++++ EXCERPTED RECORDS ++++

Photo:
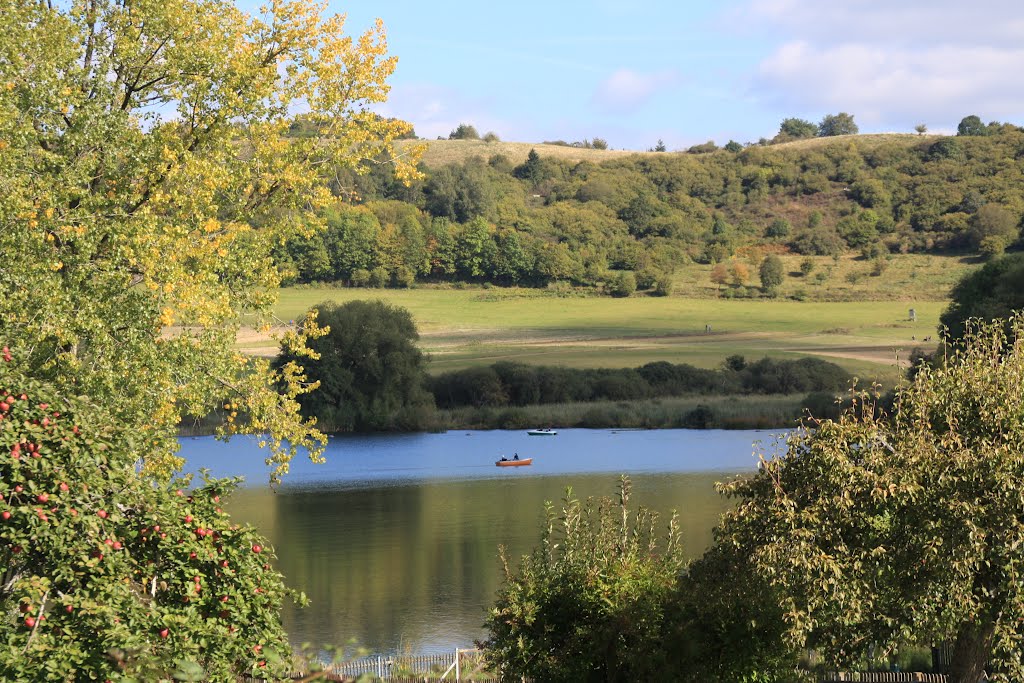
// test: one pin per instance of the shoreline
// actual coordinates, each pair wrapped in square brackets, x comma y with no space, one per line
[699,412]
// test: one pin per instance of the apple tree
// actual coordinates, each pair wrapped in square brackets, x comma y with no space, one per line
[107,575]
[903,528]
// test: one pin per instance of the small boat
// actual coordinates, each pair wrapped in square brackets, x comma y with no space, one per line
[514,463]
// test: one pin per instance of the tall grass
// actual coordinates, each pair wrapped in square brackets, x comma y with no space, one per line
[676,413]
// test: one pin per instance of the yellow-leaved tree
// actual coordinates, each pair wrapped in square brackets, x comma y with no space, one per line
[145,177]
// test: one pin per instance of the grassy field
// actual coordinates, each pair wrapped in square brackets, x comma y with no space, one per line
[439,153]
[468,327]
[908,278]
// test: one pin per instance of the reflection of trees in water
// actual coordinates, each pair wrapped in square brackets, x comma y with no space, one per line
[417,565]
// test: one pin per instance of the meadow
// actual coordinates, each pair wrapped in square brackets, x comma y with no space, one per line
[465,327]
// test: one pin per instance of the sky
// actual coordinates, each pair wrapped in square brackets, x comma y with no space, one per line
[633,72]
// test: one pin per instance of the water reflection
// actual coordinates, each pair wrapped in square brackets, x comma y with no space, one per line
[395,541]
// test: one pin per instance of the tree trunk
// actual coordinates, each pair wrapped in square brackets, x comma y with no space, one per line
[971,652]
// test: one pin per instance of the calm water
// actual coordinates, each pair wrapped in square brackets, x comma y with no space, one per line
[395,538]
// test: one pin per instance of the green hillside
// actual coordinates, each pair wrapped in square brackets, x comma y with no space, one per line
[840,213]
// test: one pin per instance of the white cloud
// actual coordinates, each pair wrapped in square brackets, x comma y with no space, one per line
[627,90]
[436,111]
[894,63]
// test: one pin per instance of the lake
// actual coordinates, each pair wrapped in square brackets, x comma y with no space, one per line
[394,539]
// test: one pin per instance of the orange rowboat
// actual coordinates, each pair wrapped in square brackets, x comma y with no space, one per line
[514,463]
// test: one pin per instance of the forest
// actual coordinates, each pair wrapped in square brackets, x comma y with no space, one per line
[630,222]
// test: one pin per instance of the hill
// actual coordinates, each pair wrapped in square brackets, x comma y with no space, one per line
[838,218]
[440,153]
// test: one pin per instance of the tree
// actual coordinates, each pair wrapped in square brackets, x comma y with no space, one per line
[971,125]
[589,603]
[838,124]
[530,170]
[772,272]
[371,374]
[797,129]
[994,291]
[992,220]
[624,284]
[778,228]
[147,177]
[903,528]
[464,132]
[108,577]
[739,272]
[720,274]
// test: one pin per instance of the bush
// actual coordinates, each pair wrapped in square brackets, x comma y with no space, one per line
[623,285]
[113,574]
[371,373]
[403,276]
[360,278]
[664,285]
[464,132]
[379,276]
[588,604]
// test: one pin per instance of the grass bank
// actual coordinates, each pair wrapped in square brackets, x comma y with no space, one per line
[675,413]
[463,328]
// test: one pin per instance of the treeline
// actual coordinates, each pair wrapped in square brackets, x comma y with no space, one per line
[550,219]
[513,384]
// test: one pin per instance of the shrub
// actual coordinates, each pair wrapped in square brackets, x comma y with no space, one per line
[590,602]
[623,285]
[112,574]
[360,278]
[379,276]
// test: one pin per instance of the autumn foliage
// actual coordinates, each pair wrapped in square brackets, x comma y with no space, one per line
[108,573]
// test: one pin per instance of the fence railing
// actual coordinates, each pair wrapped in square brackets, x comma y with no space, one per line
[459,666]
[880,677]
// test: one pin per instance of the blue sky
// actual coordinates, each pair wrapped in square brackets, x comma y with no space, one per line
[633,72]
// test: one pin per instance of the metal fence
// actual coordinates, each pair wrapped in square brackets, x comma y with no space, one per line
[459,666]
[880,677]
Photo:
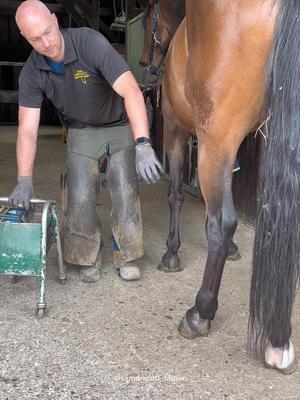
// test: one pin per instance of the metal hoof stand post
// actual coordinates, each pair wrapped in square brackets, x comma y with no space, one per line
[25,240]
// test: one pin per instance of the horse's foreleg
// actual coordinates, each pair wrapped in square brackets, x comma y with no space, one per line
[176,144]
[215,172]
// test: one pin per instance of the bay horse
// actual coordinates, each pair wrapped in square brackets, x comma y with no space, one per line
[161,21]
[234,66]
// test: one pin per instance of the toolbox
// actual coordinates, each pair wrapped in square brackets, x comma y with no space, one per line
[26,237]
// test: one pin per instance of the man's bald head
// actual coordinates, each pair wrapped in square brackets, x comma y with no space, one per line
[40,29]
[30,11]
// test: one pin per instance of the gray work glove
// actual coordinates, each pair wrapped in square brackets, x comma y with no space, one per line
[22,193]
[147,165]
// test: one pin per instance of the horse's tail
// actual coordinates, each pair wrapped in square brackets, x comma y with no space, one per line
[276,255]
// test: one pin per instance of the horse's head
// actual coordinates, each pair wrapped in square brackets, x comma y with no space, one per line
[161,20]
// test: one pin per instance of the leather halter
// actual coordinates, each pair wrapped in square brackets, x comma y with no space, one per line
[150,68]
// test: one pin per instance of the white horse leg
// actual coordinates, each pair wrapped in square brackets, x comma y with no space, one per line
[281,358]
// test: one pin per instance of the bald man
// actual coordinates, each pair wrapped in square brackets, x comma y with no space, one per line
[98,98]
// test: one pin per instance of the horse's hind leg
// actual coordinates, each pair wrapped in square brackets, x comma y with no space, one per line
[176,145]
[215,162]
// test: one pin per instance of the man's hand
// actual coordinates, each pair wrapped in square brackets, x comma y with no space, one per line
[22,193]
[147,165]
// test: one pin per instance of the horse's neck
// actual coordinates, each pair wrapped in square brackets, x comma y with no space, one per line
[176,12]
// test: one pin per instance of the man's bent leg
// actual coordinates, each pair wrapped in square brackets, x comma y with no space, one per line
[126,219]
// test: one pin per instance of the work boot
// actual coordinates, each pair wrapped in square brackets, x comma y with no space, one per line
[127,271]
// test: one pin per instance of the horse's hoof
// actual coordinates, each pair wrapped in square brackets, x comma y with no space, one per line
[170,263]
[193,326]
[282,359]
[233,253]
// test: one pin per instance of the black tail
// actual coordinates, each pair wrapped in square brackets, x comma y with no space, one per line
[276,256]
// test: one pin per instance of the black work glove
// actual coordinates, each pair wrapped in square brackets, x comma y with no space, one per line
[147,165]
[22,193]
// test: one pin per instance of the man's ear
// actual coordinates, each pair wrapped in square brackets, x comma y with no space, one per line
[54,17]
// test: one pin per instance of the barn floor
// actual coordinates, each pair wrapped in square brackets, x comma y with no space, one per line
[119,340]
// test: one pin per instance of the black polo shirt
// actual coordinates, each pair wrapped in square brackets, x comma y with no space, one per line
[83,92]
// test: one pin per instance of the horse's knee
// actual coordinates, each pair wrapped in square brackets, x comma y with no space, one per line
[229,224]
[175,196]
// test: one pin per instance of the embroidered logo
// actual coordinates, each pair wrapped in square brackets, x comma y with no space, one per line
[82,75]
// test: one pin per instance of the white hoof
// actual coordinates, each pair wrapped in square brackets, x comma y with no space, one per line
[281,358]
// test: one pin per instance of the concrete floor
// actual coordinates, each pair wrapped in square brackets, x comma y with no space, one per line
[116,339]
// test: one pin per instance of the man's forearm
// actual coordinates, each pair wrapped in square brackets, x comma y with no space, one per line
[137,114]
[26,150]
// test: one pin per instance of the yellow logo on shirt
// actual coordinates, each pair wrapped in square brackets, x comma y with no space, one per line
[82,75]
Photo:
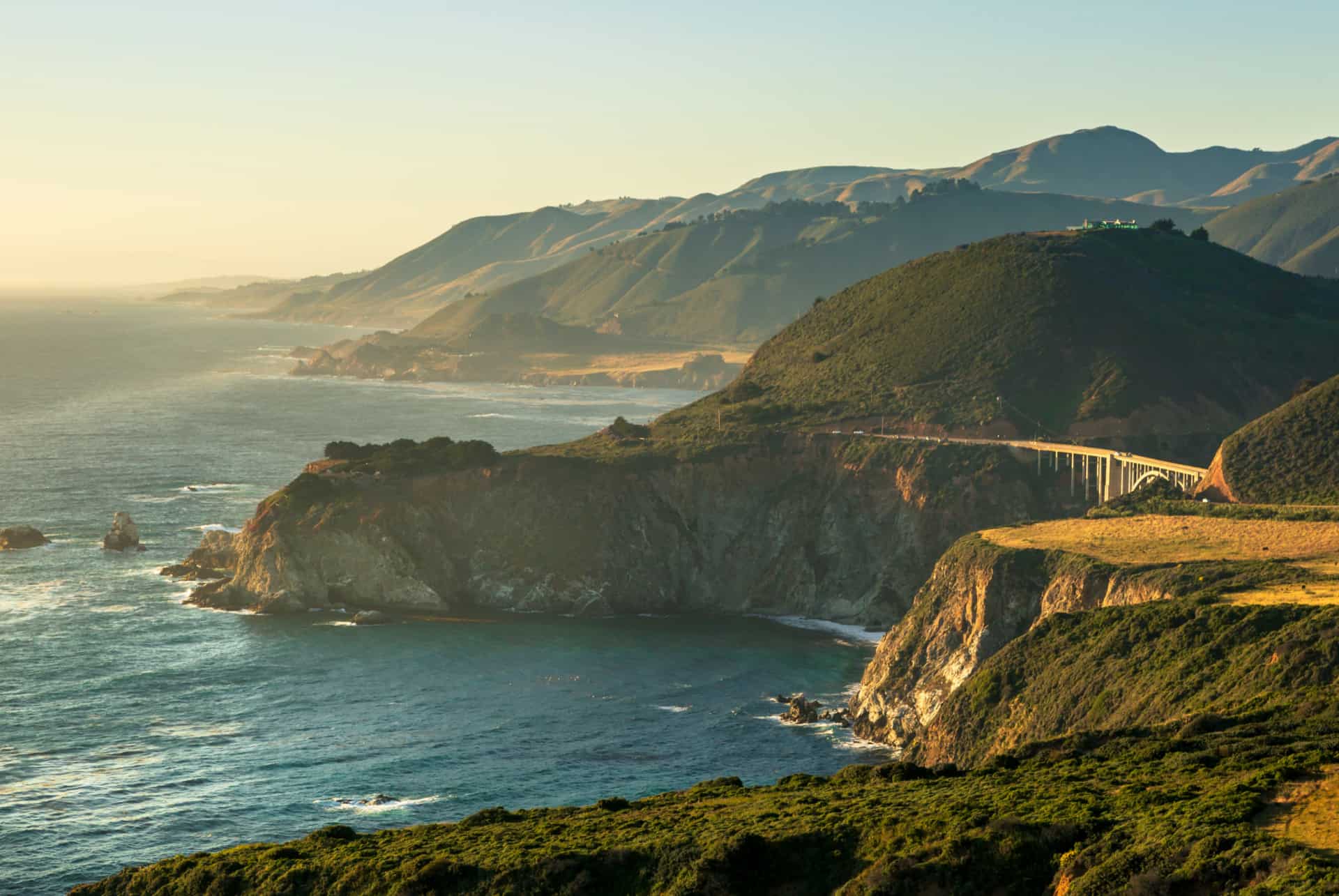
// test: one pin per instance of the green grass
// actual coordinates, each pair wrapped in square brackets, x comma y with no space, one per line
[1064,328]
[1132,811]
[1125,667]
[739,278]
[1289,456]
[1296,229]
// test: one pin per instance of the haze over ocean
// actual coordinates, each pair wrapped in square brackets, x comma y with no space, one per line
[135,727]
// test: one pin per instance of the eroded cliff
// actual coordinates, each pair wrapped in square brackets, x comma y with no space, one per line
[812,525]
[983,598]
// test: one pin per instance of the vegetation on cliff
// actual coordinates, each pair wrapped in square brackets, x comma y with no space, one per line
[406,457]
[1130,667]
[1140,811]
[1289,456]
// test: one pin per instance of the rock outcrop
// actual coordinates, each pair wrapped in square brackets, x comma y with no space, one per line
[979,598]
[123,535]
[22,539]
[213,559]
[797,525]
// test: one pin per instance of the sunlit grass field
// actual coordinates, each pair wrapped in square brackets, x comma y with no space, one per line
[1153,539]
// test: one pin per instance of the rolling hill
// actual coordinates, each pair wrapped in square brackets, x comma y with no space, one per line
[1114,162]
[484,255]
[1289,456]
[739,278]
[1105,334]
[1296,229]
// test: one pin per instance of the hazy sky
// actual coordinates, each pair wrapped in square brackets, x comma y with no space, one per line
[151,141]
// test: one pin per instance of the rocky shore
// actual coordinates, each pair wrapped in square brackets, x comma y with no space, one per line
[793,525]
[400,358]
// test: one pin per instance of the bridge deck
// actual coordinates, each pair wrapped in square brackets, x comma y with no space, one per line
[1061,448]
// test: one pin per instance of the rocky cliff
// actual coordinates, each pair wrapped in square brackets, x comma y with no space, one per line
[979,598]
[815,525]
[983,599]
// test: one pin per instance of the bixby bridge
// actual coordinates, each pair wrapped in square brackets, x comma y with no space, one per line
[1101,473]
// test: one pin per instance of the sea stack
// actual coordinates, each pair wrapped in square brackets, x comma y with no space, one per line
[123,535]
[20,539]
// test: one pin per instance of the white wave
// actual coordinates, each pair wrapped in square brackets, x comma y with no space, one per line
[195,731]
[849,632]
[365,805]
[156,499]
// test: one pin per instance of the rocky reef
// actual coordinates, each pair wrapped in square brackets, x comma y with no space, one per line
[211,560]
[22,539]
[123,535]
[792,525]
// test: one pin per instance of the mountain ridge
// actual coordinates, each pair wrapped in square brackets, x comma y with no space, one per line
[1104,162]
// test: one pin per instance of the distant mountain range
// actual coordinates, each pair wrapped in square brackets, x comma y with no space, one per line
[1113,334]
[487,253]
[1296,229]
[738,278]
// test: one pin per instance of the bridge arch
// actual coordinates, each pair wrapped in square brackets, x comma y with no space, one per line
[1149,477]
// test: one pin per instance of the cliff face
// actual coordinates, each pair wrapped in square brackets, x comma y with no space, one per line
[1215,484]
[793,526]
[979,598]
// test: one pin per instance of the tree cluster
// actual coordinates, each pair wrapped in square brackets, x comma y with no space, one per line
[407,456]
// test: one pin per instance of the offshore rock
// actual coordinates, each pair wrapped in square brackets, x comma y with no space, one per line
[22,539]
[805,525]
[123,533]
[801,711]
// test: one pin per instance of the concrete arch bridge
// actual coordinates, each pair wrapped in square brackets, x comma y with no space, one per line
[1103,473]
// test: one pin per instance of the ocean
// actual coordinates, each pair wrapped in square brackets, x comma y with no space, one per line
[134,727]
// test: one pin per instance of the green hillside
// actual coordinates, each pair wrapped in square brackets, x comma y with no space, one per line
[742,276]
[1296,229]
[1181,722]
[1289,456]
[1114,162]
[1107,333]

++++

- _YOUR TASK_: From the line holding "the white wave" down to the final line above, quote every line exactly and only those lines.

- _EXPECTED OUTPUT_:
// test: one pin per instance of the white wave
// actual coordinates, each pair wrapped in square brackets, x comma y with no space, one per line
[195,731]
[849,632]
[365,805]
[156,499]
// test: one pin per instance of the rocky reef
// actual coordinates, each pair wrapped in square brackets, x comma y with no space, one per line
[211,560]
[22,539]
[123,535]
[792,525]
// test: one pin per instance of the mountain ridge
// actual coordinates, each pair wrapped in square brackets, x comma y with no space, one per line
[1104,162]
// test: one pin per instance of the distant mountain range
// actual coordinates, each pair wrapped in square brackets, x comma y with no space, one per line
[1113,334]
[487,253]
[1296,229]
[738,278]
// test: one pin per instance of the bridge arch
// actual coordinates, each pair wrapped in square brackets, x comma y with no space, one per line
[1149,477]
// test: one pin per instance of the cliff face
// actual coordinates, each pair wrapped in square brackets, x comma y with no space, one per line
[1215,484]
[793,526]
[979,598]
// test: one pin per instance of the tree cluster
// actual coordinates, each pair wrapped in square brackets, x comma y with no space, one per line
[407,456]
// test: one pin per instance of the offshore rock
// actual coordinates, each pair wrapped in square brackets, x comma y with no space, one per line
[22,539]
[805,525]
[123,533]
[801,711]
// test: one pin per instance of the concrete arch bridge
// actual coordinates, each pair wrapped in square brackets, x comma y with no space, one per line
[1103,473]
// test: one pin per instance of the ocean
// actual coordinates, each pair wrapped in square brackets, x comma y with no space, one per line
[134,727]
// test: one pin per instance of the green hillside
// actual coordinates, each pair wrapped in square brackets, x comma y with no space, one per line
[742,276]
[1296,229]
[1181,722]
[1289,456]
[1114,162]
[1107,333]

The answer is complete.